- [YOUR ASSIGNMENT]
Give back the records below exactly, every one, with no pictures.

- [DATA EXTRACTS]
====

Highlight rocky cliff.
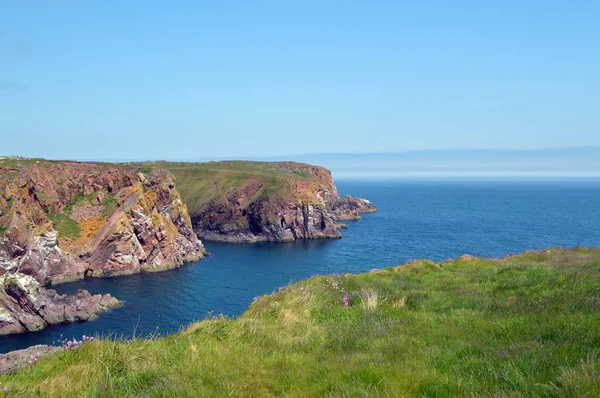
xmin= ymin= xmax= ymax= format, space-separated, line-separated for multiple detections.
xmin=0 ymin=159 xmax=205 ymax=285
xmin=0 ymin=158 xmax=205 ymax=335
xmin=154 ymin=161 xmax=377 ymax=242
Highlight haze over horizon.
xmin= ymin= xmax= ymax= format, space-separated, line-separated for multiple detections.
xmin=2 ymin=1 xmax=599 ymax=161
xmin=3 ymin=147 xmax=600 ymax=179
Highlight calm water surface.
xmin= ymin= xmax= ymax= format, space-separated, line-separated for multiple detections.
xmin=2 ymin=180 xmax=600 ymax=352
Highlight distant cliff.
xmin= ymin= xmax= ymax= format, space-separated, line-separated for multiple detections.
xmin=153 ymin=161 xmax=377 ymax=242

====

- [PROBLEM SOLUTION]
Highlight rocky cliff.
xmin= ymin= xmax= ymax= format, space-separated, line-separated for multiple detections.
xmin=0 ymin=159 xmax=205 ymax=285
xmin=0 ymin=158 xmax=205 ymax=335
xmin=154 ymin=161 xmax=377 ymax=242
Highlight haze over horizon.
xmin= ymin= xmax= ymax= format, space-separated, line-separated for multiple detections.
xmin=2 ymin=1 xmax=599 ymax=161
xmin=3 ymin=147 xmax=600 ymax=179
Highlight calm water surface.
xmin= ymin= xmax= ymax= format, space-separated, line-separated for multiple detections.
xmin=2 ymin=180 xmax=600 ymax=352
Highlight distant cliff.
xmin= ymin= xmax= ymax= format, space-separated, line-separated for multiple detections.
xmin=153 ymin=161 xmax=377 ymax=242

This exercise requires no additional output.